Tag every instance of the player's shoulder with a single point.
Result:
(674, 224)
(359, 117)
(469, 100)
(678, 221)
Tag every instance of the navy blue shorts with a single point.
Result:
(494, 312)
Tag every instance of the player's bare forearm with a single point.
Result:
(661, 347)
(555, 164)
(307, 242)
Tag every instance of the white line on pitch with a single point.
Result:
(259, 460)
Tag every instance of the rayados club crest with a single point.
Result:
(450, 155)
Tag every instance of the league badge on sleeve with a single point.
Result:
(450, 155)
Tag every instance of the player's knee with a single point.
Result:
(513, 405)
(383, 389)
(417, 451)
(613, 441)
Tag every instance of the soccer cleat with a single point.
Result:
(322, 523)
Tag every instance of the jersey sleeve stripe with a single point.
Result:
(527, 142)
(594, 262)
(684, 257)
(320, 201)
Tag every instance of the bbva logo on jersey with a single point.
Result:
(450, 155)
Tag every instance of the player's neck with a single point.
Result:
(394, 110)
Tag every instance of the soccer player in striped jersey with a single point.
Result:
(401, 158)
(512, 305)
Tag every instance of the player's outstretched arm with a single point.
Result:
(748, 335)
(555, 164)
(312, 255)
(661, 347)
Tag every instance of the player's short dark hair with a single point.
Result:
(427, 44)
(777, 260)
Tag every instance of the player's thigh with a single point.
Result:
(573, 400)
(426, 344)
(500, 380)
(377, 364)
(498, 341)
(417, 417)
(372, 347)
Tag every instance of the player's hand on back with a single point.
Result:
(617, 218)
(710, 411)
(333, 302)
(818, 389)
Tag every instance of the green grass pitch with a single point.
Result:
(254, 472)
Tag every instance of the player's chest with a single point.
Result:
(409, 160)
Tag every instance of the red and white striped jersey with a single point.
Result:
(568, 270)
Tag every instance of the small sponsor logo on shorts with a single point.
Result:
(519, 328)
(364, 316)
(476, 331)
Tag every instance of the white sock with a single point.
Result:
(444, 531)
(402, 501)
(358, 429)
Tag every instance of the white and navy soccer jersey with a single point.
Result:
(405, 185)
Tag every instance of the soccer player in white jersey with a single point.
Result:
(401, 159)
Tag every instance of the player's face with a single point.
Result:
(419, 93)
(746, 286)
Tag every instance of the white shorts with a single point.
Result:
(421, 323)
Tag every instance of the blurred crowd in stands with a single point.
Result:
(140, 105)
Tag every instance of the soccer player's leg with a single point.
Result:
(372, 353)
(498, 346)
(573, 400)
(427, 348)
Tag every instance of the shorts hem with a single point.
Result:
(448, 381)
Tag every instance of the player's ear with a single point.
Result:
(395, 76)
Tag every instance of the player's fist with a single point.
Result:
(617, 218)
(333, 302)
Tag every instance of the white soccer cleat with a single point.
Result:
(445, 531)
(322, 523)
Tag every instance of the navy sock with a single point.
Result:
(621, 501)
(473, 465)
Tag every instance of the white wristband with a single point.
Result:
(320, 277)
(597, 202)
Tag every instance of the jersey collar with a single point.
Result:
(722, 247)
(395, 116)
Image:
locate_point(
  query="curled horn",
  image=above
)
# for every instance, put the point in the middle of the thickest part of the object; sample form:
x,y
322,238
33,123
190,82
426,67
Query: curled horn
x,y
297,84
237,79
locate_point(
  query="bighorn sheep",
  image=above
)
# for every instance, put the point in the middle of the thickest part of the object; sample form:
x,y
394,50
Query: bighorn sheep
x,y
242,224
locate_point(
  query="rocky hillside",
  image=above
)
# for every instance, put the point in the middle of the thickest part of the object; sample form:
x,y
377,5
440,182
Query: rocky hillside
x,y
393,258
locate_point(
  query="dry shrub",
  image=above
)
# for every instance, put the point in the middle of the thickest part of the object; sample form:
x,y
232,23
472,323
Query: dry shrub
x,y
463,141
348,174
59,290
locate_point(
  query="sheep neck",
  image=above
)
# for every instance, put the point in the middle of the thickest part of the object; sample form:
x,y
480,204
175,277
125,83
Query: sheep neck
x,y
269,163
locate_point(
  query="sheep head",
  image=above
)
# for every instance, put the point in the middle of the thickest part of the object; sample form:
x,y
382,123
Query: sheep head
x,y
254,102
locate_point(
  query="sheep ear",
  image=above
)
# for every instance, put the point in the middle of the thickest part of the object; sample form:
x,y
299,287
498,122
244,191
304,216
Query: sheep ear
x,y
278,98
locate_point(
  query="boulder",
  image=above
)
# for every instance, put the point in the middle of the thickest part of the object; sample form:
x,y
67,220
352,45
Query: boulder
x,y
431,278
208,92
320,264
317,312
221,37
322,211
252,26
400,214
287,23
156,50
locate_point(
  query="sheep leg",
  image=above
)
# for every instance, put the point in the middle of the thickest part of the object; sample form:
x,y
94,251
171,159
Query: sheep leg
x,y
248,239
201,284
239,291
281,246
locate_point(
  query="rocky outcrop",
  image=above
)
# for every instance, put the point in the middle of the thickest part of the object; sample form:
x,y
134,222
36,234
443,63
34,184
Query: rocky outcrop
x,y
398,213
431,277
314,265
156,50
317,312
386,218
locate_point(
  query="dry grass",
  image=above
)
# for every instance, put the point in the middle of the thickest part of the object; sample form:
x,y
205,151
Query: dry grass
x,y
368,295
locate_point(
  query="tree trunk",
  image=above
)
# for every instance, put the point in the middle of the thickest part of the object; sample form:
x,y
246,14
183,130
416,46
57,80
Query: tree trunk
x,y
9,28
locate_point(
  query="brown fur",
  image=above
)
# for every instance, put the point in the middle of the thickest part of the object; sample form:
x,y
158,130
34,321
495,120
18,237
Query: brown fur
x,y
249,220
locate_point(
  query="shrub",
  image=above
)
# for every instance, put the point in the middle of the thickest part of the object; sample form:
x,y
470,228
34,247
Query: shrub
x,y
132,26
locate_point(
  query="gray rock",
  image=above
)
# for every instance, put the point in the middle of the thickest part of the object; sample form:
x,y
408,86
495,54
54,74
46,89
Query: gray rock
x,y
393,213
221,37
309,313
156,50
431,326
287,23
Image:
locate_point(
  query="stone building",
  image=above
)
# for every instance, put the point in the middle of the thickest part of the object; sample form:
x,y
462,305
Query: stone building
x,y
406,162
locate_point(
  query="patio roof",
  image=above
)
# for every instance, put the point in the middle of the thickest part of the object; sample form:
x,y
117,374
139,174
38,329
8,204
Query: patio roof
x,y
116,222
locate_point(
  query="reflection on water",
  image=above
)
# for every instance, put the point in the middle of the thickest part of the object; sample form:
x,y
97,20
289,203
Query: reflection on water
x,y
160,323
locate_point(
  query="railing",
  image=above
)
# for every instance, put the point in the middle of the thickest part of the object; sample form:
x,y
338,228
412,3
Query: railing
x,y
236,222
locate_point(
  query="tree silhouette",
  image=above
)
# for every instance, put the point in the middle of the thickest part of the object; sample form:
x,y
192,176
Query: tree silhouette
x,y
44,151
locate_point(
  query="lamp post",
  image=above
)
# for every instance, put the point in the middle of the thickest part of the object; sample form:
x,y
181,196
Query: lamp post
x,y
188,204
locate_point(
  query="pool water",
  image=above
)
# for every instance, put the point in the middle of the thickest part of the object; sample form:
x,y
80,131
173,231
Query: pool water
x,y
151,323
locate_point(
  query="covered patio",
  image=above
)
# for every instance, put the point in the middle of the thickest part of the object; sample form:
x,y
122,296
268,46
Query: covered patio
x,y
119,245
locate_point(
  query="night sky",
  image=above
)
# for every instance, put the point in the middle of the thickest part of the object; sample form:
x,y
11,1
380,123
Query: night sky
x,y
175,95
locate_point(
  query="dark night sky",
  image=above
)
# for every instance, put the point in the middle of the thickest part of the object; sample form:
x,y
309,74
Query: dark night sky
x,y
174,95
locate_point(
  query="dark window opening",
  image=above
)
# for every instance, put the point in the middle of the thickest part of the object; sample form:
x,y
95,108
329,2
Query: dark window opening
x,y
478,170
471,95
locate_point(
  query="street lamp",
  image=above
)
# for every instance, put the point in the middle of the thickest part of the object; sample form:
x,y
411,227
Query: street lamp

_Your instructions:_
Return every line of the records above that contains the string "shorts".

_Solution for this problem:_
Tag every instance of the navy blue shorts with a single point.
Tag every instance of the small sponsor logo on shorts with a single point.
Tag every instance of the white shorts with a single point.
Tag every instance of the shorts hem with a single point.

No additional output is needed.